··· Extracted records
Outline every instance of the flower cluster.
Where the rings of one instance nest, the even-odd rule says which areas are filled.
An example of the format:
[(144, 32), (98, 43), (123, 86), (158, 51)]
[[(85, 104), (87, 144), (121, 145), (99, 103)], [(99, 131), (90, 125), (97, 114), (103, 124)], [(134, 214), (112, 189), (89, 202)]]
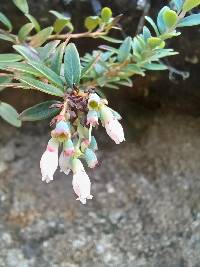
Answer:
[(40, 161), (42, 181), (47, 183), (53, 180), (58, 165), (66, 175), (72, 171), (72, 186), (83, 204), (92, 199), (92, 195), (91, 182), (80, 159), (85, 160), (89, 168), (98, 164), (95, 154), (98, 146), (92, 129), (98, 127), (100, 121), (116, 144), (124, 141), (121, 117), (107, 104), (94, 92), (72, 90), (67, 93), (60, 115), (53, 119), (56, 126)]

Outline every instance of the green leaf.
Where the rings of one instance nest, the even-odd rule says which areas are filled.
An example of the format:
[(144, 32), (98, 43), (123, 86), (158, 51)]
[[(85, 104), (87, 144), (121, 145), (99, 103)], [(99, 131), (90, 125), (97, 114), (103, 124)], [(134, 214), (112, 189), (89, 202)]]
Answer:
[[(13, 77), (11, 77), (11, 76), (0, 76), (0, 85), (1, 85), (0, 91), (5, 89), (6, 84), (10, 83), (12, 81), (12, 79), (13, 79)], [(5, 84), (5, 86), (4, 86), (4, 84)]]
[(172, 0), (171, 3), (174, 4), (176, 11), (180, 12), (183, 6), (184, 0)]
[(171, 28), (172, 26), (174, 26), (177, 22), (177, 19), (178, 19), (178, 15), (176, 14), (175, 11), (165, 10), (163, 12), (163, 21), (165, 25), (167, 26), (167, 28)]
[(81, 63), (75, 44), (67, 45), (64, 55), (64, 76), (68, 86), (78, 84), (81, 76)]
[(7, 103), (0, 102), (0, 116), (13, 126), (21, 126), (21, 121), (18, 119), (17, 111)]
[(29, 61), (28, 64), (30, 64), (34, 69), (36, 69), (43, 77), (47, 78), (49, 81), (51, 81), (53, 84), (63, 88), (63, 81), (60, 79), (60, 77), (52, 71), (50, 68), (45, 66), (42, 63), (37, 63), (33, 61)]
[(29, 33), (34, 28), (34, 25), (32, 23), (27, 23), (24, 26), (21, 27), (18, 33), (18, 38), (20, 42), (24, 42), (26, 40), (26, 37), (29, 35)]
[(59, 113), (58, 108), (50, 108), (56, 103), (58, 101), (50, 100), (30, 107), (19, 115), (19, 119), (21, 121), (38, 121), (52, 118)]
[(115, 43), (115, 44), (121, 44), (123, 42), (122, 40), (115, 39), (115, 38), (112, 38), (112, 37), (107, 36), (107, 35), (100, 35), (99, 38), (101, 38), (105, 41), (108, 41), (110, 43)]
[(155, 22), (152, 20), (152, 18), (145, 16), (145, 19), (149, 22), (149, 24), (152, 26), (152, 28), (154, 29), (155, 33), (157, 36), (160, 35), (159, 31), (158, 31), (158, 27), (156, 26)]
[(143, 38), (145, 41), (147, 41), (149, 37), (151, 37), (151, 32), (146, 26), (144, 26), (143, 27)]
[(15, 39), (11, 37), (9, 34), (0, 34), (0, 39), (8, 42), (15, 42)]
[(25, 14), (29, 13), (28, 3), (26, 0), (13, 0), (13, 3)]
[(189, 27), (200, 24), (200, 14), (193, 14), (180, 20), (177, 27)]
[(124, 67), (123, 71), (127, 73), (129, 72), (131, 76), (134, 74), (139, 74), (139, 75), (144, 76), (144, 71), (140, 67), (138, 67), (136, 64), (127, 65), (126, 67)]
[(119, 48), (119, 52), (118, 52), (119, 62), (123, 62), (128, 58), (130, 50), (131, 50), (131, 43), (132, 43), (132, 38), (127, 37), (121, 44)]
[(35, 28), (35, 30), (36, 30), (36, 32), (39, 32), (40, 31), (40, 24), (39, 24), (39, 22), (36, 20), (36, 18), (34, 18), (32, 15), (30, 15), (30, 14), (26, 14), (25, 15), (28, 19), (29, 19), (29, 21), (34, 25), (34, 28)]
[(47, 41), (48, 37), (52, 34), (52, 32), (53, 32), (53, 27), (47, 27), (41, 30), (32, 37), (30, 45), (33, 47), (41, 46), (43, 43)]
[(16, 79), (46, 94), (61, 96), (61, 97), (64, 95), (63, 92), (59, 88), (53, 85), (38, 81), (36, 79), (26, 77), (26, 76), (16, 77)]
[(13, 45), (13, 48), (27, 60), (40, 61), (38, 52), (30, 46)]
[(183, 11), (188, 12), (198, 5), (200, 5), (200, 0), (185, 0), (183, 4)]
[(57, 18), (54, 23), (54, 31), (56, 33), (60, 33), (65, 27), (68, 27), (71, 32), (73, 31), (74, 27), (71, 23), (71, 18), (66, 17), (55, 10), (50, 10), (49, 12)]
[(93, 58), (82, 70), (81, 70), (81, 78), (84, 77), (93, 67), (97, 58)]
[(55, 53), (56, 47), (59, 45), (59, 43), (60, 40), (55, 40), (48, 42), (45, 46), (36, 48), (41, 60), (45, 61), (49, 59)]
[(54, 32), (60, 33), (69, 23), (69, 19), (57, 19), (53, 25)]
[(164, 33), (166, 31), (166, 24), (165, 24), (164, 19), (163, 19), (163, 14), (167, 10), (169, 11), (170, 8), (168, 6), (164, 6), (158, 13), (157, 26), (158, 26), (160, 33)]
[(65, 43), (62, 43), (59, 45), (59, 47), (56, 49), (56, 52), (52, 58), (51, 62), (51, 69), (60, 75), (60, 70), (61, 70), (61, 65), (62, 65), (62, 60), (63, 60), (63, 54), (65, 50)]
[(54, 15), (56, 18), (58, 18), (58, 19), (68, 19), (68, 20), (70, 20), (69, 17), (66, 17), (65, 15), (59, 13), (58, 11), (50, 10), (49, 12), (50, 12), (51, 14), (53, 14), (53, 15)]
[(2, 12), (0, 12), (0, 21), (8, 28), (9, 31), (12, 31), (13, 27), (10, 20)]
[(108, 23), (110, 18), (112, 18), (112, 10), (109, 7), (104, 7), (101, 10), (101, 18), (104, 22)]
[(147, 70), (167, 70), (168, 67), (164, 64), (156, 64), (156, 63), (147, 63), (143, 65), (143, 67)]
[(18, 54), (0, 54), (0, 62), (15, 62), (22, 60)]
[(99, 25), (99, 17), (98, 16), (89, 16), (85, 19), (84, 22), (85, 28), (88, 31), (93, 31)]
[(165, 42), (162, 41), (160, 38), (158, 37), (150, 37), (148, 40), (147, 40), (147, 43), (148, 45), (153, 49), (153, 48), (156, 48), (156, 47), (159, 47), (159, 48), (163, 48)]
[[(1, 69), (1, 65), (0, 65), (0, 69)], [(41, 76), (40, 72), (35, 70), (33, 67), (31, 67), (27, 63), (23, 63), (23, 62), (13, 62), (13, 63), (9, 62), (9, 64), (7, 63), (5, 65), (4, 69), (7, 71), (12, 71), (12, 72), (19, 71), (19, 72), (24, 72), (24, 73), (31, 74), (34, 76)]]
······
#### Exercise:
Each record above should be returned unchanged, except that the pictures are dropped.

#### Problem solution:
Outline every instance of the flower cluster.
Where the rings of one instance nest, the even-odd rule says which areas are filled.
An example of the format:
[(144, 32), (98, 43), (123, 86), (158, 51)]
[[(85, 104), (87, 144), (121, 145), (99, 103)], [(99, 131), (90, 125), (97, 114), (103, 124)], [(134, 214), (112, 189), (89, 202)]]
Answer:
[(40, 161), (42, 181), (47, 183), (53, 180), (58, 165), (66, 175), (72, 171), (72, 186), (83, 204), (92, 199), (92, 195), (91, 182), (80, 159), (85, 160), (89, 168), (98, 164), (95, 154), (98, 146), (92, 129), (98, 127), (100, 121), (116, 144), (124, 141), (121, 117), (107, 104), (94, 92), (72, 90), (67, 93), (60, 115), (53, 119), (56, 126)]

Outline every instance of the green leaf.
Where the rings of one instance nest, the even-odd rule says which areas are filled.
An example of the format:
[(144, 32), (98, 43), (123, 86), (158, 51)]
[[(85, 104), (87, 144), (121, 145), (99, 103)], [(99, 131), (90, 125), (97, 114), (103, 124)], [(134, 214), (112, 189), (89, 202)]]
Answer:
[[(13, 77), (11, 77), (11, 76), (0, 76), (0, 85), (1, 85), (0, 91), (5, 89), (6, 84), (10, 83), (12, 81), (12, 79), (13, 79)], [(5, 84), (5, 86), (4, 86), (4, 84)]]
[(172, 0), (171, 3), (174, 4), (176, 11), (180, 12), (183, 6), (184, 0)]
[(171, 28), (172, 26), (174, 26), (177, 22), (177, 19), (178, 19), (178, 15), (176, 14), (175, 11), (165, 10), (163, 12), (163, 21), (165, 25), (167, 26), (167, 28)]
[(81, 63), (75, 44), (67, 45), (64, 55), (64, 76), (68, 86), (78, 84), (81, 76)]
[(7, 103), (0, 102), (0, 116), (13, 126), (21, 126), (21, 121), (18, 119), (17, 111)]
[(29, 61), (28, 64), (30, 64), (34, 69), (36, 69), (43, 77), (47, 78), (49, 81), (51, 81), (53, 84), (63, 88), (63, 81), (60, 79), (60, 77), (52, 71), (50, 68), (45, 66), (42, 63), (37, 63), (33, 61)]
[(29, 33), (34, 28), (34, 25), (32, 23), (27, 23), (24, 26), (21, 27), (18, 33), (18, 38), (20, 42), (24, 42), (26, 40), (26, 37), (29, 35)]
[(59, 113), (58, 108), (50, 108), (56, 103), (58, 101), (50, 100), (30, 107), (19, 115), (19, 119), (21, 121), (38, 121), (52, 118)]
[(115, 43), (115, 44), (121, 44), (123, 42), (122, 40), (115, 39), (115, 38), (112, 38), (112, 37), (107, 36), (107, 35), (100, 35), (99, 38), (101, 38), (105, 41), (108, 41), (110, 43)]
[(155, 22), (152, 20), (152, 18), (145, 16), (145, 19), (149, 22), (149, 24), (152, 26), (152, 28), (154, 29), (155, 33), (157, 36), (160, 35), (159, 31), (158, 31), (158, 27), (156, 26)]
[(143, 38), (145, 41), (147, 41), (149, 37), (151, 37), (151, 32), (146, 26), (144, 26), (143, 27)]
[(15, 39), (11, 37), (9, 34), (0, 34), (0, 39), (8, 42), (15, 42)]
[(25, 14), (29, 13), (28, 3), (26, 0), (13, 0), (13, 3)]
[(189, 27), (200, 24), (200, 14), (193, 14), (180, 20), (177, 27)]
[(124, 67), (123, 71), (127, 73), (129, 72), (131, 76), (134, 74), (139, 74), (139, 75), (144, 76), (144, 71), (140, 67), (138, 67), (136, 64), (127, 65), (126, 67)]
[(119, 48), (119, 52), (118, 52), (119, 62), (123, 62), (128, 58), (130, 50), (131, 50), (131, 43), (132, 43), (132, 38), (127, 37), (121, 44)]
[(35, 28), (35, 30), (36, 30), (36, 32), (39, 32), (40, 31), (40, 24), (39, 24), (39, 22), (36, 20), (36, 18), (34, 18), (32, 15), (30, 15), (30, 14), (26, 14), (25, 15), (28, 19), (29, 19), (29, 21), (34, 25), (34, 28)]
[(47, 41), (48, 37), (52, 34), (52, 32), (53, 32), (53, 27), (47, 27), (41, 30), (32, 37), (30, 45), (33, 47), (41, 46), (43, 43)]
[(16, 79), (46, 94), (61, 96), (61, 97), (64, 95), (63, 92), (59, 88), (53, 85), (38, 81), (36, 79), (26, 77), (26, 76), (16, 77)]
[(13, 45), (13, 48), (27, 60), (40, 61), (38, 52), (30, 46)]
[(183, 11), (188, 12), (198, 5), (200, 5), (200, 0), (185, 0), (183, 4)]
[(57, 18), (54, 23), (54, 31), (56, 33), (60, 33), (65, 27), (68, 27), (71, 32), (73, 31), (74, 27), (71, 23), (71, 18), (66, 17), (55, 10), (50, 10), (49, 12)]
[(93, 58), (82, 70), (81, 70), (81, 78), (84, 77), (93, 67), (97, 58)]
[(55, 53), (56, 47), (59, 45), (59, 43), (60, 40), (55, 40), (48, 42), (45, 46), (36, 48), (41, 60), (45, 61), (49, 59)]
[(54, 32), (60, 33), (69, 23), (69, 19), (57, 19), (53, 25)]
[(164, 33), (166, 31), (166, 24), (165, 24), (164, 19), (163, 19), (163, 14), (167, 10), (169, 11), (170, 8), (168, 6), (164, 6), (158, 13), (157, 26), (158, 26), (160, 33)]
[(65, 43), (62, 43), (59, 45), (59, 47), (56, 49), (56, 52), (52, 58), (51, 62), (51, 69), (60, 75), (60, 70), (61, 70), (61, 65), (62, 65), (62, 60), (63, 60), (63, 54), (65, 50)]
[(54, 15), (56, 18), (58, 18), (58, 19), (68, 19), (68, 20), (70, 20), (69, 17), (66, 17), (65, 15), (59, 13), (58, 11), (50, 10), (49, 12), (50, 12), (51, 14), (53, 14), (53, 15)]
[(2, 12), (0, 12), (0, 21), (8, 28), (9, 31), (12, 31), (13, 27), (10, 20)]
[(108, 23), (110, 18), (112, 18), (112, 10), (109, 7), (104, 7), (101, 10), (101, 18), (104, 22)]
[(147, 70), (167, 70), (168, 67), (164, 64), (156, 64), (156, 63), (147, 63), (143, 65), (143, 67)]
[(18, 54), (0, 54), (0, 62), (15, 62), (22, 60)]
[(99, 25), (99, 17), (98, 16), (89, 16), (85, 19), (84, 22), (85, 28), (88, 31), (93, 31)]
[(165, 42), (162, 41), (160, 38), (158, 37), (150, 37), (148, 40), (147, 40), (147, 43), (148, 45), (153, 49), (153, 48), (156, 48), (156, 47), (159, 47), (159, 48), (163, 48)]
[[(1, 69), (1, 65), (0, 65), (0, 69)], [(41, 76), (40, 72), (35, 70), (33, 67), (31, 67), (27, 63), (23, 63), (23, 62), (13, 62), (13, 63), (9, 62), (9, 64), (7, 63), (5, 65), (4, 69), (7, 71), (12, 71), (12, 72), (19, 71), (19, 72), (24, 72), (24, 73), (31, 74), (34, 76)]]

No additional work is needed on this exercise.